DIRECTIVE >> Reproduce verbatim the part of the items that opens with the line containing "mark the region of the curtain" and closes with the final line of the items, including both of those lines.

PROVIDED INFORMATION >>

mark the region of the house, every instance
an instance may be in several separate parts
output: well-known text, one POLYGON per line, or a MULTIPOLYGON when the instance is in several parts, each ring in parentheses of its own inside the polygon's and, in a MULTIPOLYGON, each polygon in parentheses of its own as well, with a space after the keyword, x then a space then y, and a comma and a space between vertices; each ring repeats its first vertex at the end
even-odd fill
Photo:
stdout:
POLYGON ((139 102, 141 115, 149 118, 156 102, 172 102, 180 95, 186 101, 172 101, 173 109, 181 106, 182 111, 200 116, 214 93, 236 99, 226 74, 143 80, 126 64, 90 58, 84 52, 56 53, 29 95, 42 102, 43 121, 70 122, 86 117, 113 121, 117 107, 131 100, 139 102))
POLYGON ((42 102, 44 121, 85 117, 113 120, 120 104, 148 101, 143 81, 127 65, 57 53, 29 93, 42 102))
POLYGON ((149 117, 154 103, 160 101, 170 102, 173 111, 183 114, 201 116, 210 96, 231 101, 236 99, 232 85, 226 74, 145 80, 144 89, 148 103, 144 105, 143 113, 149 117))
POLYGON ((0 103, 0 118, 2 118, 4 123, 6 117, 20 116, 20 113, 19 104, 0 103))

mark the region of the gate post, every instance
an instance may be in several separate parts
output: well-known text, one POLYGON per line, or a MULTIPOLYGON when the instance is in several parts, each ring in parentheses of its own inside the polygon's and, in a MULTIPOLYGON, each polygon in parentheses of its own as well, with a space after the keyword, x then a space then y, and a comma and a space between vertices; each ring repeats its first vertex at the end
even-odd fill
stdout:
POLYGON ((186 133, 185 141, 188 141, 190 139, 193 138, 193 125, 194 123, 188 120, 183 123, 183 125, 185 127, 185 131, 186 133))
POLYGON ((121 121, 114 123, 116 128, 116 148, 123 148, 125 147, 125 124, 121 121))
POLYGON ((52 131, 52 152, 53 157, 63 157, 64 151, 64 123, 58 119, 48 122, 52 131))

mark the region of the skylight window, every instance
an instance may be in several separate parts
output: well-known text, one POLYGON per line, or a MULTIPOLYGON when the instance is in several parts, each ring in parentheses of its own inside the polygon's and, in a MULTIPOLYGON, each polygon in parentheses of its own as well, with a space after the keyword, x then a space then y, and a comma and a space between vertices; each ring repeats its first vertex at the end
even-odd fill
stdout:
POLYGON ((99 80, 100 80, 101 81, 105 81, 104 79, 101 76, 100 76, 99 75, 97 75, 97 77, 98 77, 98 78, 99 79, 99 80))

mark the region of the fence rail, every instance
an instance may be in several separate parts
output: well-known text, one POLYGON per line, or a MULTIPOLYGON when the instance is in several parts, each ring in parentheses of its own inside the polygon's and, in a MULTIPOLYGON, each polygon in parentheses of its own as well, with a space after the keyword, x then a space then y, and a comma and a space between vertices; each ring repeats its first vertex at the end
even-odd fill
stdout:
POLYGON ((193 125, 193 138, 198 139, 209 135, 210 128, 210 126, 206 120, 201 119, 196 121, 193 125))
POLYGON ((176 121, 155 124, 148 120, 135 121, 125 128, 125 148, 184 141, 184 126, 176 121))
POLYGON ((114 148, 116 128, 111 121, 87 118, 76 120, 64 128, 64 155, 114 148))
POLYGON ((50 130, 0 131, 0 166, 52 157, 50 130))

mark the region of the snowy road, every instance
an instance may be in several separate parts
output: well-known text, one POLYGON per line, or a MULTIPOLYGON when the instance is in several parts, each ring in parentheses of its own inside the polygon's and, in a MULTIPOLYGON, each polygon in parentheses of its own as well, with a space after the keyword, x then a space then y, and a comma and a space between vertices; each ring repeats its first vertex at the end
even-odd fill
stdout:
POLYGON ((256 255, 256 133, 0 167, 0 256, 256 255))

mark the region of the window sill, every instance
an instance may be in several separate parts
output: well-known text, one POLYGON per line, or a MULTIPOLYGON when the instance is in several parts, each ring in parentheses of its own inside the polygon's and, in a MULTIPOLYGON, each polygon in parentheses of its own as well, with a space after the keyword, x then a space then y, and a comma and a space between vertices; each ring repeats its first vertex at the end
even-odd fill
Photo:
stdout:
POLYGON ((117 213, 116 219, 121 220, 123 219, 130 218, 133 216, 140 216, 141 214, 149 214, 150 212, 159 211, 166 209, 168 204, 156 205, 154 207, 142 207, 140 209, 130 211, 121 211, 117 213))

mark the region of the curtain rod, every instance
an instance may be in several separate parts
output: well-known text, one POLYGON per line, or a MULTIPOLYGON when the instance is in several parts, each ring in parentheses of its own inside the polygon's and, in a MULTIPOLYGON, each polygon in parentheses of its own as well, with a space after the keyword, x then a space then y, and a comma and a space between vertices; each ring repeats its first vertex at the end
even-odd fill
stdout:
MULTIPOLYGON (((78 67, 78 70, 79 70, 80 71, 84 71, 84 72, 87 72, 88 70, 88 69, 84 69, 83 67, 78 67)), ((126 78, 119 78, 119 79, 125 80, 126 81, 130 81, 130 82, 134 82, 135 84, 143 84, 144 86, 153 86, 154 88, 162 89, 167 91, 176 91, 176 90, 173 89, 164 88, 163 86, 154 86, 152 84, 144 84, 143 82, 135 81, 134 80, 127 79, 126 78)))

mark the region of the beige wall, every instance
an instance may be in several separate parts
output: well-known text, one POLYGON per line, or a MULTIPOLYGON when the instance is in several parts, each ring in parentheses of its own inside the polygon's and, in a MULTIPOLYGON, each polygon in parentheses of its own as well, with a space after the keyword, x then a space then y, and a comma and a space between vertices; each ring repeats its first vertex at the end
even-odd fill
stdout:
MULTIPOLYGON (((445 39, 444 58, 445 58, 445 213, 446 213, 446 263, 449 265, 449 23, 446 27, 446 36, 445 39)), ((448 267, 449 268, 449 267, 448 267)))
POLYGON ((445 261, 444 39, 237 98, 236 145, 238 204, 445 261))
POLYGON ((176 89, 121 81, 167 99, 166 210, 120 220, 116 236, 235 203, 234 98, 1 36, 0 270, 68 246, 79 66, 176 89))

REPLY TO THE TASK >>
mark the region of the curtain rod, every instance
an instance may be in several separate parts
output: well-known text, one POLYGON per line, or a MULTIPOLYGON when the instance is in several parts, each ring in parentheses of its own inside the polygon's and, in a MULTIPOLYGON, each polygon in parentheses of its own as well, with a space after the keyword, x then a space then y, and a comma and a space between vertices; each ring repeats its first vertex at the end
even-odd fill
stdout:
MULTIPOLYGON (((78 67, 78 70, 79 70, 80 71, 84 71, 84 72, 87 72, 88 70, 88 69, 84 69, 83 67, 78 67)), ((126 78, 119 78, 119 79, 125 80, 126 81, 130 81, 130 82, 134 82, 135 84, 143 84, 144 86, 153 86, 154 88, 162 89, 167 91, 176 91, 176 90, 173 89, 164 88, 163 86, 154 86, 152 84, 144 84, 143 82, 135 81, 134 80, 127 79, 126 78)))

mark the region of the beige wall, every instance
an instance may be in several separate parts
output: well-known text, one POLYGON per line, or a MULTIPOLYGON when the instance is in several parts, each ring in parentheses of its own inside the polygon's and, in a MULTIPOLYGON, each polygon in parentheses of its own as well, with a space after the keyword, x then a space then y, and a comma and a space between vertices; each ring repeats its first vertex at the end
even-odd fill
stdout:
MULTIPOLYGON (((445 39, 444 58, 445 58, 445 213, 446 213, 446 263, 449 265, 449 23, 446 27, 446 36, 445 39)), ((448 267, 449 268, 449 267, 448 267)))
POLYGON ((445 261, 444 39, 237 98, 236 145, 238 204, 445 261))
POLYGON ((176 89, 121 81, 167 99, 166 210, 120 220, 116 236, 235 203, 234 98, 1 36, 0 270, 68 246, 79 66, 176 89))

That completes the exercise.